__Work to be completed__
Rewrite all of the records below with "Detect" changed to "Locate" everywhere it appears, leaving everything else untouched.

__Extracted entries__
□ □ □ □ □ □ □

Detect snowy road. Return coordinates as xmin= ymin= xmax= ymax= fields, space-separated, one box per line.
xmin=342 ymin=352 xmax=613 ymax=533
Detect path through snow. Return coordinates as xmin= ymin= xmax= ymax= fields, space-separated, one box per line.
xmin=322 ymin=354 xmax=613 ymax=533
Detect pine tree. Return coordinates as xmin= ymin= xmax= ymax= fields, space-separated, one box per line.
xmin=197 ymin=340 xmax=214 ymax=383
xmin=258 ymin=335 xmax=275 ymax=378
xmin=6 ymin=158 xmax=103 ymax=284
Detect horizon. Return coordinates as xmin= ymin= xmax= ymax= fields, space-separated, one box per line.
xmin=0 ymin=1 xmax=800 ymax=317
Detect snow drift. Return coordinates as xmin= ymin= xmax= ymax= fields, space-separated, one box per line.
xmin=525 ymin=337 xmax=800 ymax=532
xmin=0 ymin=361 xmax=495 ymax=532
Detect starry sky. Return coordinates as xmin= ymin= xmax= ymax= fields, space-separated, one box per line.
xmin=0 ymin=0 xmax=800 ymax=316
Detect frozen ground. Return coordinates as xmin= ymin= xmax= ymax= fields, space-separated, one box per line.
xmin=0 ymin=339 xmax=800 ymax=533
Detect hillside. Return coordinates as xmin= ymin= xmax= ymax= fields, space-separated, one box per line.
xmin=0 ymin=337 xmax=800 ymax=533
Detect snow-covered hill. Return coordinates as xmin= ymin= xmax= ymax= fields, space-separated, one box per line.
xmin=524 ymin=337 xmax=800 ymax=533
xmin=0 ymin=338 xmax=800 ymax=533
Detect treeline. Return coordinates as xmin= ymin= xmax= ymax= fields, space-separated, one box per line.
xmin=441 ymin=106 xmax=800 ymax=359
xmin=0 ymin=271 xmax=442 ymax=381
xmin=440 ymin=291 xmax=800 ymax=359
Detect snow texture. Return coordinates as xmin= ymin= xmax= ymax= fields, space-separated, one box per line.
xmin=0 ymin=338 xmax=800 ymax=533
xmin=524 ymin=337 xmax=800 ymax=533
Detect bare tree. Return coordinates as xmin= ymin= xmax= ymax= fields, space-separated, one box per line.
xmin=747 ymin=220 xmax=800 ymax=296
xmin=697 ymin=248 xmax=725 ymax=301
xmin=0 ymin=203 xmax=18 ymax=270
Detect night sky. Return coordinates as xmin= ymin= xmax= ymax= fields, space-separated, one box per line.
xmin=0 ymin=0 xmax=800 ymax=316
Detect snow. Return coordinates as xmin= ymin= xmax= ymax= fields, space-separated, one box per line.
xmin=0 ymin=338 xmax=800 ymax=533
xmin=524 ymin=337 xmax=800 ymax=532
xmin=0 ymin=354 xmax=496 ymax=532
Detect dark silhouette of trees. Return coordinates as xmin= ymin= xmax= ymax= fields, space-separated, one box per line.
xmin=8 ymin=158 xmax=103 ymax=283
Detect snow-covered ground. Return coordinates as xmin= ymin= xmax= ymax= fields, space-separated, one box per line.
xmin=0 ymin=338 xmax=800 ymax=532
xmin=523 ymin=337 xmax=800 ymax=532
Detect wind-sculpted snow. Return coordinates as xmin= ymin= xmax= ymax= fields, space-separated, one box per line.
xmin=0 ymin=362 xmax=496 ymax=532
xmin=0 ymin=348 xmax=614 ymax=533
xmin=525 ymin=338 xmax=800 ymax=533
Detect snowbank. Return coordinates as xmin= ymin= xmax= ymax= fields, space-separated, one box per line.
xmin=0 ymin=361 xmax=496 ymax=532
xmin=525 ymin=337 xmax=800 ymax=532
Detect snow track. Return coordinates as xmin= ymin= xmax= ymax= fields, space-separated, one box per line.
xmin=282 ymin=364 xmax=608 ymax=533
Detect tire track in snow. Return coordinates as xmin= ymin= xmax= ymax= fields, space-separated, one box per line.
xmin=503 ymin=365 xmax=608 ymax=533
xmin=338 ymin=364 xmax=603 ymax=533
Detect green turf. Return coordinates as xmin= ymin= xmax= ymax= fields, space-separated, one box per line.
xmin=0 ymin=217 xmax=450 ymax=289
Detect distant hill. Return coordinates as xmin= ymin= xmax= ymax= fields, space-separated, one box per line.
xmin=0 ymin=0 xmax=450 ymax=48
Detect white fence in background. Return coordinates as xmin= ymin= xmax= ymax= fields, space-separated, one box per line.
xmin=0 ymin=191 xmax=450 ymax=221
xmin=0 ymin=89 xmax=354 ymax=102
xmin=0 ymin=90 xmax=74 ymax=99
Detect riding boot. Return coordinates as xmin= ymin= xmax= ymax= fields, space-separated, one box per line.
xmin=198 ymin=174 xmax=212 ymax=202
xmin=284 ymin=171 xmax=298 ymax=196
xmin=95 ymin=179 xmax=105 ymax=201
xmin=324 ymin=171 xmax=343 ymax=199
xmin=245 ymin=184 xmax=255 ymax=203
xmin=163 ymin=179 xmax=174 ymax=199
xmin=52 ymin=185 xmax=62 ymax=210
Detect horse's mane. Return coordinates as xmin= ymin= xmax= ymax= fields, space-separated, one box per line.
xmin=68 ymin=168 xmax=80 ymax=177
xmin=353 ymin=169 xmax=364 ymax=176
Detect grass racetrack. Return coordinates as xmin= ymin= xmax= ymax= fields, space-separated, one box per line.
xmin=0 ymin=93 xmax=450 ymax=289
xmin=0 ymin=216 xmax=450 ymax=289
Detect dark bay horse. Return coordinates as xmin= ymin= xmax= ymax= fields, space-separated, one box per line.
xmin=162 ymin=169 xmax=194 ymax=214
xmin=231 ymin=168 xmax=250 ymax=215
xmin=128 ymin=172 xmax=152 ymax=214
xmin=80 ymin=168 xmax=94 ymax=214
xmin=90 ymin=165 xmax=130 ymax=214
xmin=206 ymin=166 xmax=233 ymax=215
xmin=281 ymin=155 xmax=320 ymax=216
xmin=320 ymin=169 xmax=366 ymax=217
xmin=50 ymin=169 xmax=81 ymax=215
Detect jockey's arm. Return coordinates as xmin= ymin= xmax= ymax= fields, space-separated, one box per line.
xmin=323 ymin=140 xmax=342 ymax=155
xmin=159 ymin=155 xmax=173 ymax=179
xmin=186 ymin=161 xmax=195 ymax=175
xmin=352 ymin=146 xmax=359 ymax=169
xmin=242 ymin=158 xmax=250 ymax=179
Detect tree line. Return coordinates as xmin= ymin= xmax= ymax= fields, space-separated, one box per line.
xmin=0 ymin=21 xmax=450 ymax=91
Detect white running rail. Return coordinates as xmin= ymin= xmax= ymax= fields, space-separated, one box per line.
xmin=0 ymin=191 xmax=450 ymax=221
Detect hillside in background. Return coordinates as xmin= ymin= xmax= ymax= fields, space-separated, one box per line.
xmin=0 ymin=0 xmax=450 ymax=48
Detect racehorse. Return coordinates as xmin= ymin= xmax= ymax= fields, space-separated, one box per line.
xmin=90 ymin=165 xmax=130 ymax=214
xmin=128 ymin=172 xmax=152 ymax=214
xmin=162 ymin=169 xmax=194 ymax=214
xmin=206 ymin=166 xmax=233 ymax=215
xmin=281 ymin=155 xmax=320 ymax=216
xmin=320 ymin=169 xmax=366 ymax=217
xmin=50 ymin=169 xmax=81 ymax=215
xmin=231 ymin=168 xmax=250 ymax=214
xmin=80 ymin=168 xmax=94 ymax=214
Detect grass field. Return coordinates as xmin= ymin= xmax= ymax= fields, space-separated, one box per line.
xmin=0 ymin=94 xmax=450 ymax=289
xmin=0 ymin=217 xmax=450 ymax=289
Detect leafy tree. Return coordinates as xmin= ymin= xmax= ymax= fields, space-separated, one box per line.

□ □ □ □ □ □ □

__Written solution__
Locate snowy road. Return coordinates as xmin= ymin= xmax= ymax= fields, space-separated, one box per line.
xmin=342 ymin=352 xmax=613 ymax=533
Locate path through snow. Return coordinates as xmin= ymin= xmax= ymax= fields, space-separated, one box per line.
xmin=322 ymin=354 xmax=613 ymax=533
Locate pine tree. Return coordinates as xmin= ymin= xmax= ymax= fields, space-separated, one box per line.
xmin=197 ymin=340 xmax=214 ymax=383
xmin=258 ymin=335 xmax=275 ymax=378
xmin=6 ymin=158 xmax=103 ymax=284
Locate horizon. Return coordinates as xmin= ymin= xmax= ymax= fields, space-separated, one box per line.
xmin=0 ymin=1 xmax=800 ymax=317
Locate snow drift. Return coordinates as xmin= ymin= xmax= ymax= fields, space-separated, one box per line.
xmin=525 ymin=337 xmax=800 ymax=532
xmin=0 ymin=361 xmax=495 ymax=532
Locate starry sky. Return coordinates as xmin= ymin= xmax= ymax= fields, space-separated, one box per line.
xmin=0 ymin=0 xmax=800 ymax=316
Locate frozen ground. Return coordinates as xmin= ymin= xmax= ymax= fields, space-separated, one box per line.
xmin=0 ymin=339 xmax=800 ymax=533
Locate hillside. Return coordinates as xmin= ymin= xmax= ymax= fields, space-separated, one box per line.
xmin=0 ymin=337 xmax=800 ymax=533
Locate snow-covered hill. Return coordinates as xmin= ymin= xmax= ymax= fields, space-separated, one box per line.
xmin=524 ymin=337 xmax=800 ymax=533
xmin=0 ymin=338 xmax=800 ymax=533
Locate treeline. Return coordinates as xmin= ymin= xmax= ymax= fields, space-separated, one box per line.
xmin=441 ymin=106 xmax=800 ymax=359
xmin=0 ymin=271 xmax=442 ymax=381
xmin=440 ymin=291 xmax=800 ymax=359
Locate snow texture. Return coordinates as xmin= ymin= xmax= ymax= fields, space-separated, one box per line.
xmin=0 ymin=338 xmax=800 ymax=533
xmin=524 ymin=337 xmax=800 ymax=533
Locate bare tree. Return coordinates as xmin= ymin= xmax= ymax= fields, space-separated, one box per line.
xmin=747 ymin=220 xmax=800 ymax=296
xmin=697 ymin=248 xmax=725 ymax=301
xmin=0 ymin=203 xmax=18 ymax=270
Locate night sky. Return coordinates as xmin= ymin= xmax= ymax= fields, space-separated, one box per line.
xmin=0 ymin=0 xmax=800 ymax=316
Locate snow. Return coordinates as xmin= ymin= xmax= ymax= fields, space-separated, one box per line.
xmin=0 ymin=338 xmax=800 ymax=533
xmin=524 ymin=337 xmax=800 ymax=532
xmin=0 ymin=354 xmax=496 ymax=532
Locate dark silhouette of trees. Return coordinates as xmin= ymin= xmax= ymax= fields, space-separated, one box per line.
xmin=8 ymin=158 xmax=103 ymax=283
Locate snow-covered ground. Return coordinates as xmin= ymin= xmax= ymax= fields, space-separated, one box per line.
xmin=0 ymin=338 xmax=800 ymax=532
xmin=523 ymin=337 xmax=800 ymax=532
Locate wind-sculpted snow. Return coordinates as xmin= ymin= xmax= ymax= fields, space-separated, one box per line.
xmin=0 ymin=362 xmax=496 ymax=532
xmin=0 ymin=348 xmax=614 ymax=533
xmin=525 ymin=338 xmax=800 ymax=533
Locate snowbank. Return coordinates as xmin= ymin= xmax= ymax= fields, space-separated, one box per line.
xmin=0 ymin=361 xmax=496 ymax=532
xmin=525 ymin=337 xmax=800 ymax=532
Locate snow track. Return coordinates as xmin= ymin= xmax= ymax= fields, space-separated, one box per line.
xmin=282 ymin=364 xmax=608 ymax=533
Locate tire track in snow. Return coordinates as xmin= ymin= xmax= ymax= fields, space-separated, one box per line.
xmin=503 ymin=365 xmax=608 ymax=533
xmin=338 ymin=364 xmax=603 ymax=533
Locate green turf. Return coordinates as xmin= ymin= xmax= ymax= fields, space-separated, one box per line.
xmin=0 ymin=217 xmax=450 ymax=289
Locate distant hill. Return coordinates as xmin= ymin= xmax= ymax= fields, space-separated, one box per line.
xmin=0 ymin=0 xmax=450 ymax=48
Locate white fence in background. Return coordinates as xmin= ymin= xmax= ymax= fields, space-separated, one box per line.
xmin=0 ymin=191 xmax=450 ymax=221
xmin=0 ymin=89 xmax=354 ymax=102
xmin=0 ymin=90 xmax=74 ymax=99
Locate riding boot. Return coordinates as xmin= ymin= xmax= ymax= fields, space-separated, one box per line.
xmin=198 ymin=174 xmax=212 ymax=202
xmin=284 ymin=171 xmax=298 ymax=196
xmin=95 ymin=179 xmax=105 ymax=201
xmin=324 ymin=171 xmax=343 ymax=199
xmin=245 ymin=184 xmax=255 ymax=203
xmin=163 ymin=179 xmax=174 ymax=199
xmin=52 ymin=185 xmax=62 ymax=210
Locate horse's mane. Return coordinates as xmin= ymin= xmax= ymax= fields, space-separated, one box per line.
xmin=68 ymin=168 xmax=80 ymax=177
xmin=353 ymin=169 xmax=364 ymax=176
Locate grass racetrack. Return coordinates as xmin= ymin= xmax= ymax= fields, space-separated, one box per line.
xmin=0 ymin=93 xmax=450 ymax=289
xmin=0 ymin=216 xmax=450 ymax=289
Locate dark bay horse. Return coordinates as xmin= ymin= xmax= ymax= fields, space-separated, one box per line.
xmin=162 ymin=169 xmax=194 ymax=214
xmin=231 ymin=168 xmax=250 ymax=215
xmin=128 ymin=172 xmax=152 ymax=214
xmin=80 ymin=168 xmax=94 ymax=214
xmin=90 ymin=165 xmax=130 ymax=214
xmin=206 ymin=166 xmax=233 ymax=215
xmin=281 ymin=155 xmax=320 ymax=216
xmin=320 ymin=169 xmax=366 ymax=217
xmin=50 ymin=169 xmax=81 ymax=215
Locate jockey's arm. Return coordinates as xmin= ymin= xmax= ymax= fields, space-separated, one box per line.
xmin=323 ymin=140 xmax=342 ymax=155
xmin=159 ymin=155 xmax=173 ymax=179
xmin=186 ymin=161 xmax=195 ymax=175
xmin=352 ymin=146 xmax=359 ymax=169
xmin=242 ymin=158 xmax=250 ymax=179
Locate tree line. Return coordinates as xmin= ymin= xmax= ymax= fields, space-separated, one box per line.
xmin=0 ymin=21 xmax=450 ymax=91
Locate white running rail. Return coordinates as xmin= ymin= xmax= ymax= fields, space-separated, one box per line.
xmin=0 ymin=191 xmax=450 ymax=221
Locate hillside in background. Return coordinates as xmin= ymin= xmax= ymax= fields, space-separated, one box per line.
xmin=0 ymin=0 xmax=450 ymax=48
Locate racehorse. Return coordinates as xmin= ymin= xmax= ymax= fields, space-separated, one box per line.
xmin=90 ymin=165 xmax=130 ymax=214
xmin=128 ymin=172 xmax=152 ymax=214
xmin=162 ymin=169 xmax=194 ymax=214
xmin=206 ymin=166 xmax=233 ymax=215
xmin=281 ymin=155 xmax=320 ymax=216
xmin=320 ymin=169 xmax=366 ymax=217
xmin=50 ymin=169 xmax=81 ymax=215
xmin=231 ymin=168 xmax=250 ymax=214
xmin=80 ymin=168 xmax=94 ymax=214
Locate grass field. Return coordinates as xmin= ymin= xmax= ymax= fields, space-separated, one box per line.
xmin=0 ymin=94 xmax=450 ymax=289
xmin=0 ymin=217 xmax=450 ymax=289
Locate leafy tree. Return coordinates as xmin= ymin= xmax= ymax= fields, space-separated, one box per line.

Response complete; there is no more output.